(Items listed in a dataset)
━━━━━━━━━━

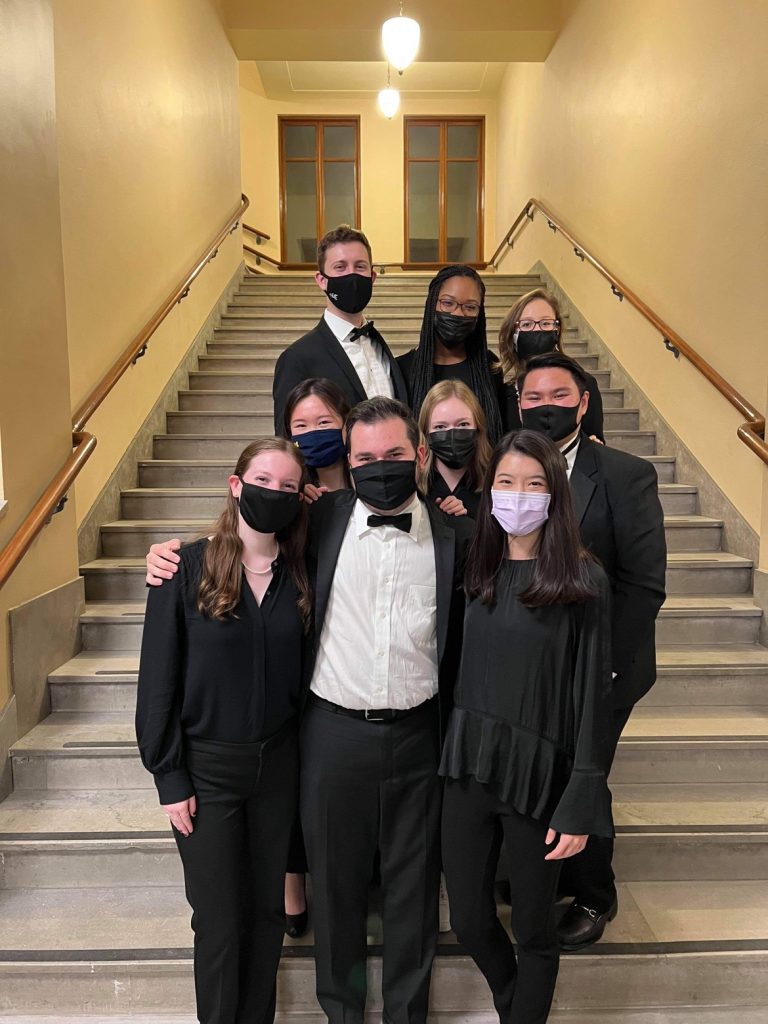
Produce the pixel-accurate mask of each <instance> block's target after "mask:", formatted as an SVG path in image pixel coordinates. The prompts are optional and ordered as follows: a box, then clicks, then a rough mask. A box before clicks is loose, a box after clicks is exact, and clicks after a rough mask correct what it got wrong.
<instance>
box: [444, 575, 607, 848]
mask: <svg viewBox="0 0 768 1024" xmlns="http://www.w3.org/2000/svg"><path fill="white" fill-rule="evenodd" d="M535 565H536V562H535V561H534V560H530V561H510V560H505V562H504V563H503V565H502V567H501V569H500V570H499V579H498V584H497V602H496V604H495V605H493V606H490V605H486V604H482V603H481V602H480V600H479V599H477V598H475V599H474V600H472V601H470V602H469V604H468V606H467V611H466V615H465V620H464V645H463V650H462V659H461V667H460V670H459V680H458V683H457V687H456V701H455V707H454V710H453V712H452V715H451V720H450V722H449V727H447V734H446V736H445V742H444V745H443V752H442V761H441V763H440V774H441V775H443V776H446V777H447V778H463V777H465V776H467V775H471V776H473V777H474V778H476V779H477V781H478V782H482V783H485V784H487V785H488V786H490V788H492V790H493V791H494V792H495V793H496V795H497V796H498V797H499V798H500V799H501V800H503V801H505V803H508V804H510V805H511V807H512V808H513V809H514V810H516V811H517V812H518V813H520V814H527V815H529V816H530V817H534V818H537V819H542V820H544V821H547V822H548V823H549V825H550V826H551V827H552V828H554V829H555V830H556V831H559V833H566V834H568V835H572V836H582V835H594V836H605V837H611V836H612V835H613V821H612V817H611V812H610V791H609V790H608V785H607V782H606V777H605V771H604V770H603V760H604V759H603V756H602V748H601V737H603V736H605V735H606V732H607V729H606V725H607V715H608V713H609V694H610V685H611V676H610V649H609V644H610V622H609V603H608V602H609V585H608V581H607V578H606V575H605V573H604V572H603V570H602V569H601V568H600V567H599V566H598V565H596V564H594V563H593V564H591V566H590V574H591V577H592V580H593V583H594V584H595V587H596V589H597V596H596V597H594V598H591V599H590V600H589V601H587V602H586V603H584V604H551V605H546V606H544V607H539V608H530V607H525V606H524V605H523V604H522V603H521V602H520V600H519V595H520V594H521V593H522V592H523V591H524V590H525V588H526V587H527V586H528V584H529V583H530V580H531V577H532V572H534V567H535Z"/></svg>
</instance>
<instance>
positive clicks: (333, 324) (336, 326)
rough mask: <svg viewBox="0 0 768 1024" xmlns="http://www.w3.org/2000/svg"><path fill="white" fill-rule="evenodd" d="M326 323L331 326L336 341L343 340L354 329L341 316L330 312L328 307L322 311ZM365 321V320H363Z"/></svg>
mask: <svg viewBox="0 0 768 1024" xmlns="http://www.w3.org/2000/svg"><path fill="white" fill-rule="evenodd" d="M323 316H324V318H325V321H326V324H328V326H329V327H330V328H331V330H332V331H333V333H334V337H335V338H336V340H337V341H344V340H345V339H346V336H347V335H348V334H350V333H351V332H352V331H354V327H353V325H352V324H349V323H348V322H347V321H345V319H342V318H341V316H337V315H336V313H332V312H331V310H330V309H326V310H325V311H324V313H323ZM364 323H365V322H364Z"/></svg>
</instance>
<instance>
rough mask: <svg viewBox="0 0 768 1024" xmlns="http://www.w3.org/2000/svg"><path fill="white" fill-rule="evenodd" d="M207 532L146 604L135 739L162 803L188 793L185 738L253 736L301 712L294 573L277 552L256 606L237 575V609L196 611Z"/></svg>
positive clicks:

━━━━━━━━━━

Problem details: Please reproduce the entries from above exactly; images are not part of the copy.

Reply to the task:
Produce the pixel-accurate mask of each <instance> block's target after "mask:", formatted as an SVG path in image pixel coordinates. The prompts are optional and ordered as follows: a box, then clicks, then a rough mask. A box before clicks is loose, a box after clicks is exact, and clicks after a rough mask correct what it got wrong.
<instance>
box: [444, 575, 607, 848]
mask: <svg viewBox="0 0 768 1024" xmlns="http://www.w3.org/2000/svg"><path fill="white" fill-rule="evenodd" d="M535 565H536V562H535V561H534V560H530V561H510V560H505V562H504V563H503V565H502V567H501V569H500V570H499V579H498V584H497V602H496V604H495V605H493V606H490V605H486V604H482V603H481V602H480V600H479V599H477V598H475V599H474V600H472V601H470V602H469V604H468V606H467V611H466V615H465V620H464V645H463V650H462V659H461V667H460V670H459V680H458V683H457V687H456V701H455V707H454V710H453V712H452V715H451V720H450V722H449V727H447V734H446V736H445V742H444V745H443V752H442V761H441V763H440V774H441V775H443V776H446V777H447V778H463V777H465V776H467V775H471V776H473V777H474V778H476V779H477V781H478V782H482V783H485V784H487V785H488V786H490V788H492V790H493V791H494V792H495V793H496V795H497V796H498V797H499V798H500V799H501V800H503V801H505V803H508V804H510V805H511V807H512V808H513V809H514V810H516V811H517V812H518V813H520V814H527V815H529V816H530V817H534V818H537V819H542V820H544V821H547V822H548V823H549V825H550V826H551V827H552V828H554V829H555V830H556V831H559V833H566V834H568V835H572V836H582V835H594V836H605V837H611V836H612V835H613V821H612V817H611V812H610V791H609V790H608V785H607V782H606V777H605V771H604V770H603V760H604V759H603V756H602V748H601V737H603V736H605V735H606V732H607V729H606V725H607V715H608V713H609V694H610V685H611V676H610V649H609V644H610V622H609V603H608V602H609V585H608V581H607V578H606V575H605V573H604V572H603V570H602V569H601V568H600V567H599V566H598V565H596V564H594V563H593V564H591V566H590V574H591V577H592V580H593V583H594V584H595V587H596V589H597V596H596V597H594V598H591V599H590V600H589V601H587V602H586V603H584V604H551V605H546V606H544V607H539V608H530V607H525V606H524V605H523V604H522V603H521V602H520V600H519V595H520V594H521V593H522V592H523V591H524V590H525V588H526V587H527V586H528V584H529V583H530V580H531V577H532V572H534V567H535Z"/></svg>
</instance>
<instance>
positive clicks: (333, 324) (336, 326)
rough mask: <svg viewBox="0 0 768 1024" xmlns="http://www.w3.org/2000/svg"><path fill="white" fill-rule="evenodd" d="M326 323L331 326L336 341L343 340L354 329L341 316L330 312L328 307L322 311ZM365 321V320H363Z"/></svg>
mask: <svg viewBox="0 0 768 1024" xmlns="http://www.w3.org/2000/svg"><path fill="white" fill-rule="evenodd" d="M323 316H324V318H325V321H326V324H328V326H329V327H330V328H331V330H332V331H333V333H334V337H335V338H336V340H337V341H344V340H345V339H346V336H347V335H348V334H350V333H351V332H352V331H354V327H353V325H352V324H349V323H348V322H347V321H345V319H342V318H341V316H337V315H336V313H332V312H331V310H330V309H326V310H325V311H324V313H323ZM364 323H365V322H364Z"/></svg>
</instance>
<instance>
rough mask: <svg viewBox="0 0 768 1024" xmlns="http://www.w3.org/2000/svg"><path fill="white" fill-rule="evenodd" d="M207 532L146 604L135 739L162 803L188 793L185 738L253 736L301 712L294 573L277 552L256 606L237 575V609L196 611Z"/></svg>
positive clicks:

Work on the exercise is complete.